╭──
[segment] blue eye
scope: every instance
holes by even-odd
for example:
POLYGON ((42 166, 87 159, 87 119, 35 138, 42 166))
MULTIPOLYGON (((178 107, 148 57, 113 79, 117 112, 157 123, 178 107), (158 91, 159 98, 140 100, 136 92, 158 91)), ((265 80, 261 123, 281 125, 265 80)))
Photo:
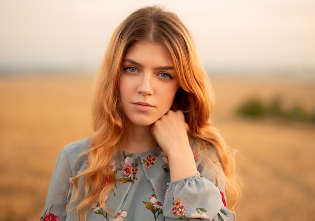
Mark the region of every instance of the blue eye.
POLYGON ((161 73, 161 74, 160 74, 160 75, 163 78, 173 78, 173 77, 172 77, 172 76, 171 76, 170 74, 169 74, 167 73, 161 73))
POLYGON ((128 67, 125 69, 130 72, 135 72, 137 71, 137 69, 134 67, 128 67))

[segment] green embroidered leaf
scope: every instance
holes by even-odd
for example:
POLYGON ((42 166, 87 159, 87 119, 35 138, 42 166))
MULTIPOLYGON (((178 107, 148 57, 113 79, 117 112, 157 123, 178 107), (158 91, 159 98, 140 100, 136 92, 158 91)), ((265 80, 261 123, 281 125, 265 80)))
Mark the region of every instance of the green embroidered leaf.
POLYGON ((121 182, 122 183, 127 183, 128 182, 131 182, 131 180, 127 177, 121 178, 117 180, 118 181, 121 182))
POLYGON ((152 204, 150 202, 144 202, 144 201, 142 201, 142 202, 144 203, 144 204, 145 205, 145 207, 147 209, 150 210, 153 214, 155 214, 155 212, 154 211, 154 206, 153 206, 153 205, 152 205, 152 204))

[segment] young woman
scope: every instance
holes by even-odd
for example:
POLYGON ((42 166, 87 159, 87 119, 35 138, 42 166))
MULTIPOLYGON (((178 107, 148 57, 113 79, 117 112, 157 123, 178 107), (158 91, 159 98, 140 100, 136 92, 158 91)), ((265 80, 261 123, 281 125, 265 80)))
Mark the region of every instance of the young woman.
POLYGON ((239 189, 213 101, 178 17, 132 13, 96 79, 94 134, 61 151, 41 220, 234 220, 239 189))

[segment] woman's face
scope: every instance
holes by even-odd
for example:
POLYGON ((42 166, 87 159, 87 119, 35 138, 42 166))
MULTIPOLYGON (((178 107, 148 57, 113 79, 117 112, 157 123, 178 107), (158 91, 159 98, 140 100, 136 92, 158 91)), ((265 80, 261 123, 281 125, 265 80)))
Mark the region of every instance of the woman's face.
POLYGON ((164 44, 138 42, 127 50, 119 84, 126 123, 151 125, 170 109, 178 88, 177 75, 164 44))

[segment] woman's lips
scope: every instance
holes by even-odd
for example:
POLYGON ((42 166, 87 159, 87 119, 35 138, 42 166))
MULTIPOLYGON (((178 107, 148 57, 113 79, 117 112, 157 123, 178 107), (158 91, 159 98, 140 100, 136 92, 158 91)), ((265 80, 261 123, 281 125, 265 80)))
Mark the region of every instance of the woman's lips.
POLYGON ((141 112, 148 112, 154 108, 154 106, 149 103, 142 102, 132 103, 132 104, 136 109, 141 112))

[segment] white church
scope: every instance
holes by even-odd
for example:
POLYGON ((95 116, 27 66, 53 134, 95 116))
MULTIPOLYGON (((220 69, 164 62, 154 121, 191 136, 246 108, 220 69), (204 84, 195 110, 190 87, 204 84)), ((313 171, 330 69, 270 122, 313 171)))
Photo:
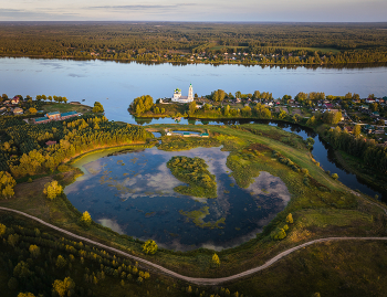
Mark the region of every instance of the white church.
POLYGON ((188 96, 181 96, 181 89, 176 88, 174 92, 174 96, 171 98, 171 102, 177 102, 177 103, 189 103, 194 100, 194 88, 192 84, 189 85, 188 88, 188 96))

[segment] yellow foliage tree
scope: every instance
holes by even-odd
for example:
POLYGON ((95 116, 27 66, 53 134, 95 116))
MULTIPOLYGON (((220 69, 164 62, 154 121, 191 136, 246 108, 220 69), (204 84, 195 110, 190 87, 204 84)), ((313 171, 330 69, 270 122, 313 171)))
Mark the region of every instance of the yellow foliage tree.
POLYGON ((7 227, 3 224, 0 224, 0 237, 6 234, 7 227))
POLYGON ((66 277, 64 280, 55 279, 54 284, 52 284, 52 287, 59 296, 64 297, 67 295, 70 289, 73 289, 75 287, 75 284, 71 277, 66 277))
POLYGON ((46 197, 50 200, 53 200, 59 194, 61 194, 62 191, 63 191, 63 187, 60 185, 56 180, 54 180, 52 182, 48 182, 46 184, 44 184, 43 193, 46 194, 46 197))
POLYGON ((153 240, 147 240, 145 244, 143 245, 143 252, 145 254, 156 254, 157 252, 157 244, 153 240))
POLYGON ((57 268, 63 268, 64 266, 66 266, 67 262, 65 261, 65 258, 62 255, 59 255, 56 258, 56 263, 55 266, 57 268))
POLYGON ((33 257, 36 258, 36 257, 40 256, 40 248, 39 248, 38 245, 34 245, 34 244, 30 245, 29 251, 30 251, 30 253, 31 253, 31 255, 32 255, 33 257))
POLYGON ((286 223, 293 224, 293 215, 291 213, 286 216, 286 223))
POLYGON ((18 297, 35 297, 32 293, 19 293, 18 297))
POLYGON ((220 259, 219 259, 219 256, 217 254, 213 254, 213 256, 212 256, 212 264, 215 266, 219 266, 220 265, 220 259))
POLYGON ((90 213, 88 213, 87 211, 85 211, 85 212, 82 214, 81 223, 83 223, 84 225, 87 225, 87 226, 91 225, 91 223, 92 223, 92 216, 90 215, 90 213))
POLYGON ((14 195, 13 187, 17 181, 7 171, 0 171, 0 197, 3 199, 14 195))
POLYGON ((31 115, 34 115, 34 114, 38 113, 38 110, 36 110, 36 108, 30 107, 29 113, 30 113, 31 115))

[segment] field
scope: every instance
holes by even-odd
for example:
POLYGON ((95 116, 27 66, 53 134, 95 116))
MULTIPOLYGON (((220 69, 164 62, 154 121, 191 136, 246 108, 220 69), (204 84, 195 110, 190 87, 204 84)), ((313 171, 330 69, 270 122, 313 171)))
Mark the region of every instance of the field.
MULTIPOLYGON (((234 51, 248 49, 249 46, 229 46, 229 45, 215 45, 210 47, 211 51, 223 50, 223 49, 234 49, 234 51)), ((310 52, 322 52, 322 53, 339 53, 337 49, 333 47, 296 47, 296 46, 260 46, 261 49, 271 50, 287 50, 287 51, 310 51, 310 52)))
MULTIPOLYGON (((197 129, 194 125, 153 125, 149 128, 163 131, 177 127, 186 130, 197 129)), ((227 162, 230 174, 240 187, 247 187, 260 171, 268 171, 280 177, 291 193, 291 201, 285 210, 255 238, 218 253, 221 263, 219 267, 209 265, 213 254, 209 250, 181 253, 161 248, 155 255, 145 255, 142 252, 142 243, 128 236, 118 235, 97 224, 84 230, 77 224, 80 213, 65 198, 48 201, 42 194, 45 182, 56 179, 67 184, 80 173, 76 170, 36 179, 32 183, 20 183, 15 188, 15 198, 0 201, 0 205, 24 211, 82 236, 129 251, 133 255, 174 272, 198 277, 241 273, 262 265, 286 248, 314 238, 387 235, 387 219, 383 210, 370 204, 366 197, 351 191, 327 176, 314 162, 301 137, 275 127, 255 124, 206 128, 210 134, 207 140, 172 139, 164 136, 163 145, 158 148, 175 150, 174 148, 223 145, 223 150, 230 151, 227 162), (281 241, 273 240, 278 230, 286 224, 285 218, 289 213, 292 213, 294 223, 287 224, 286 237, 281 241)), ((192 220, 195 219, 196 216, 192 216, 192 220)), ((386 244, 374 242, 313 245, 229 287, 232 288, 231 291, 238 290, 244 296, 311 296, 316 291, 331 296, 360 296, 367 290, 377 295, 385 289, 385 250, 386 244), (368 254, 375 257, 380 255, 380 261, 370 263, 368 254), (357 267, 362 268, 357 271, 357 267)))
POLYGON ((63 104, 63 103, 45 103, 42 106, 45 113, 60 112, 60 113, 69 113, 69 112, 79 112, 82 114, 91 113, 92 107, 87 105, 77 105, 77 104, 63 104))

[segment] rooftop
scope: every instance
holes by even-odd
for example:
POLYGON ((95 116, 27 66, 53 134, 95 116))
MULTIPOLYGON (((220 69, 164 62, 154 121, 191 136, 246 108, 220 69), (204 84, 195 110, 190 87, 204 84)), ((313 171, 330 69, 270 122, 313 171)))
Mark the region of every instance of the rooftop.
POLYGON ((35 123, 36 121, 48 120, 48 119, 49 119, 48 117, 38 117, 38 118, 35 118, 35 123))
POLYGON ((57 115, 57 114, 61 114, 60 112, 51 112, 51 113, 48 113, 49 116, 54 116, 54 115, 57 115))
POLYGON ((73 112, 61 114, 61 117, 72 116, 72 115, 76 115, 76 114, 77 114, 77 112, 73 110, 73 112))

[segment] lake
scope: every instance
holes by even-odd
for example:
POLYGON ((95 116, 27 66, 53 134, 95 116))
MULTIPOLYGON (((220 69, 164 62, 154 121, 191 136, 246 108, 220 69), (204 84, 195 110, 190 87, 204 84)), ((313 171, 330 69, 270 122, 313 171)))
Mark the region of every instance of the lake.
MULTIPOLYGON (((387 67, 308 68, 206 64, 138 64, 112 61, 72 61, 28 57, 0 59, 0 92, 14 95, 56 95, 93 105, 98 100, 111 120, 135 124, 127 107, 135 97, 148 94, 171 97, 176 87, 187 95, 189 84, 199 96, 221 88, 227 93, 271 92, 293 97, 299 92, 326 95, 374 93, 387 95, 387 67)), ((169 123, 170 119, 157 123, 169 123)))
POLYGON ((85 174, 67 185, 65 193, 95 222, 136 238, 153 238, 163 247, 219 251, 237 246, 254 237, 284 210, 290 193, 280 178, 263 171, 249 188, 239 188, 226 166, 229 152, 220 149, 148 148, 87 155, 74 163, 85 174), (174 156, 205 159, 217 177, 218 198, 176 193, 174 188, 185 183, 166 167, 174 156))

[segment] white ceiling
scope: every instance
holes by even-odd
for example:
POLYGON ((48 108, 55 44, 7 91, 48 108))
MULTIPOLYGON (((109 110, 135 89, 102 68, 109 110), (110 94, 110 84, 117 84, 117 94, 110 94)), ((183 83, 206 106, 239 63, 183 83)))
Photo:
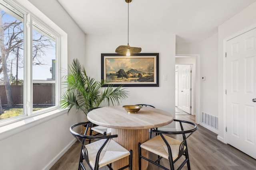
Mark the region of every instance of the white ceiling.
MULTIPOLYGON (((127 34, 125 0, 57 0, 88 34, 127 34)), ((256 0, 132 0, 129 39, 156 32, 177 35, 179 43, 200 42, 256 0)))

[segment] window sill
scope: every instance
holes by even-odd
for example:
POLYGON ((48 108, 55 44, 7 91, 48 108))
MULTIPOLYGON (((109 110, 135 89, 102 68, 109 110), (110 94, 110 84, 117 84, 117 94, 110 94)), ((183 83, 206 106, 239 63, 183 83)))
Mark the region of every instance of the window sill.
POLYGON ((0 141, 68 113, 68 109, 59 108, 40 115, 27 117, 0 127, 0 141))

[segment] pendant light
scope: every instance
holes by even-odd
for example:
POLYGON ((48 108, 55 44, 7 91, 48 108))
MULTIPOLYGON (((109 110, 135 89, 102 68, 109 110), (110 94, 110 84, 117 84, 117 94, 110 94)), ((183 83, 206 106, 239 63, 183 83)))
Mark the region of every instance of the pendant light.
POLYGON ((141 48, 134 47, 129 45, 129 3, 132 0, 125 0, 128 4, 128 43, 127 45, 120 45, 116 49, 116 53, 118 54, 130 56, 131 54, 139 53, 141 51, 141 48))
╰──
Task
Render the lines of the rows above as a Markdown table with the columns Index and Line Text, starting at the line containing "[segment] woman's face" and ending at the line containing "POLYGON ((188 96, 181", both included. Omit blank lines and the pictures.

Task response
| Index | Line Text |
|---|---|
| 1 | [segment] woman's face |
| 2 | scope: every instance |
| 3 | holes by even-odd |
| 4 | for example: |
| 5 | POLYGON ((42 166, 87 159, 87 119, 35 138, 42 166)) |
| 6 | MULTIPOLYGON (((178 107, 148 57, 113 79, 117 112, 157 123, 178 107), (158 91, 159 98, 140 100, 136 92, 158 91)), ((265 80, 261 123, 281 125, 265 80))) |
| 7 | Mark the region of every instance of the woman's face. |
| 8 | POLYGON ((164 44, 138 42, 127 50, 119 84, 126 123, 151 125, 170 109, 178 88, 177 75, 164 44)) |
| 9 | [segment] woman's lips |
| 10 | scope: every instance |
| 11 | holes by even-odd |
| 12 | for example: |
| 13 | POLYGON ((42 166, 87 159, 87 119, 35 138, 42 166)) |
| 14 | MULTIPOLYGON (((178 107, 148 57, 113 79, 117 112, 157 123, 178 107), (158 91, 159 98, 140 100, 136 92, 158 91)), ((265 80, 261 123, 281 125, 265 80))) |
| 15 | Mark the region of every instance of the woman's lips. |
| 16 | POLYGON ((141 112, 148 112, 154 108, 154 106, 149 103, 142 102, 132 103, 132 104, 136 109, 141 112)) |
| 17 | [segment] white church |
| 18 | scope: every instance |
| 19 | holes by even-odd |
| 20 | for example: |
| 21 | POLYGON ((95 116, 27 66, 53 134, 95 116)) |
| 22 | MULTIPOLYGON (((220 69, 164 62, 154 121, 191 136, 246 108, 220 69), (204 84, 195 110, 190 87, 204 84)), ((313 171, 330 69, 270 122, 313 171))) |
| 23 | Photo: |
| 24 | Mark the region of every instance of the white church. |
| 25 | POLYGON ((188 96, 181 96, 181 89, 176 88, 174 92, 174 96, 171 98, 171 102, 177 102, 177 103, 189 103, 194 100, 194 88, 192 84, 189 85, 188 88, 188 96)) |